● WHAT YOU SHOULD DO
Can you recast the items below as a numbered list, leaving out any blank lines?

start SUPPLIED MATERIAL

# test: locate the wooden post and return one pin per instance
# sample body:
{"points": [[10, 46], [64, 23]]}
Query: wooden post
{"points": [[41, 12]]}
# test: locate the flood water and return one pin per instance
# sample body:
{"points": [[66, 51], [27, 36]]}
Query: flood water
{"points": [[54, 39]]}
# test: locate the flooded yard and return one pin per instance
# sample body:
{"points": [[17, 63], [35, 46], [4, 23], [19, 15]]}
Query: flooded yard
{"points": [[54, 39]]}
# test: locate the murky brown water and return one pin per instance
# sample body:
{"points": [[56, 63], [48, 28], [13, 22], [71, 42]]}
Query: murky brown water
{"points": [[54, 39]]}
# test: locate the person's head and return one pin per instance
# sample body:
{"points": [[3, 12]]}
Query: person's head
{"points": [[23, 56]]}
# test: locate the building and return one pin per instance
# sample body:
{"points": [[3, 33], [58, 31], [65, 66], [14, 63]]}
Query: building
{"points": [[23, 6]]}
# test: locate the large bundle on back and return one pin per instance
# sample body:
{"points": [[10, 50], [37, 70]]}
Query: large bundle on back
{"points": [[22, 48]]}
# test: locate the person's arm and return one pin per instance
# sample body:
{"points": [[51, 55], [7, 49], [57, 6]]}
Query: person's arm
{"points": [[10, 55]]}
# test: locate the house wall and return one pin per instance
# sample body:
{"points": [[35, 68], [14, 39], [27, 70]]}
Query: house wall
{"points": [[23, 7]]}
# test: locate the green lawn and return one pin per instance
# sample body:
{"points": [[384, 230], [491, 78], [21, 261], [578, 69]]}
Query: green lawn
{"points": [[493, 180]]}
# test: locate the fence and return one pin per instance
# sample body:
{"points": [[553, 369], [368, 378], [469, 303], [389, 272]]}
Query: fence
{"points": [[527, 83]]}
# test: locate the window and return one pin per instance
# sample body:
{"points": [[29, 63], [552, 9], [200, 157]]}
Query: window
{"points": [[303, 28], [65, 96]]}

end SUPPLIED MATERIAL

● ANSWER FOR THIS EXERCISE
1. # test: locate the wooden post and return one pin per instance
2. # sample body:
3. {"points": [[10, 46], [64, 23]]}
4. Query: wooden post
5. {"points": [[41, 12]]}
6. # test: locate the flood water and return one pin per instance
7. # sample body:
8. {"points": [[66, 51], [27, 36]]}
9. Query: flood water
10. {"points": [[54, 39]]}
11. # test: locate the flooded yard and return one pin per instance
12. # sample body:
13. {"points": [[17, 63], [35, 46], [4, 23], [19, 15]]}
14. Query: flooded yard
15. {"points": [[54, 39]]}
16. # test: locate the murky brown water and return one pin per instance
17. # sample body:
18. {"points": [[56, 63], [48, 28], [13, 22], [71, 42]]}
19. Query: murky brown water
20. {"points": [[54, 39]]}
21. # test: locate the person's head and return one pin per instance
22. # sample body:
23. {"points": [[3, 12]]}
24. Query: person's head
25. {"points": [[23, 56]]}
26. # test: locate the building and return one pin per instance
27. # sample body:
28. {"points": [[3, 33], [58, 31], [65, 66], [14, 63]]}
29. Query: building
30. {"points": [[23, 6]]}
31. # test: locate the large bundle on back and return one pin per instance
32. # sample body:
33. {"points": [[10, 50], [37, 70]]}
34. Query: large bundle on back
35. {"points": [[22, 48]]}
36. # test: locate the person's arm and return one pin per instance
37. # sample body:
38. {"points": [[51, 55], [7, 49], [57, 6]]}
39. Query: person's arm
40. {"points": [[10, 55]]}
41. # test: locate the house wall and return one pin per instance
42. # sample body:
43. {"points": [[35, 68], [14, 39], [27, 70]]}
44. Query: house wall
45. {"points": [[23, 7]]}
46. # test: locate the green lawn and return one pin per instance
47. # sample body:
48. {"points": [[384, 230], [491, 78], [21, 261], [578, 69]]}
49. Query: green lawn
50. {"points": [[493, 180]]}
51. # test: locate the fence and return one pin per instance
52. # sample body:
53. {"points": [[553, 369], [368, 378], [469, 303], [389, 272]]}
54. Query: fence
55. {"points": [[527, 83]]}
56. # test: locate the window and return one pin per instance
57. # sample body:
58. {"points": [[29, 63], [552, 9], [200, 157]]}
59. Query: window
60. {"points": [[303, 28], [65, 96]]}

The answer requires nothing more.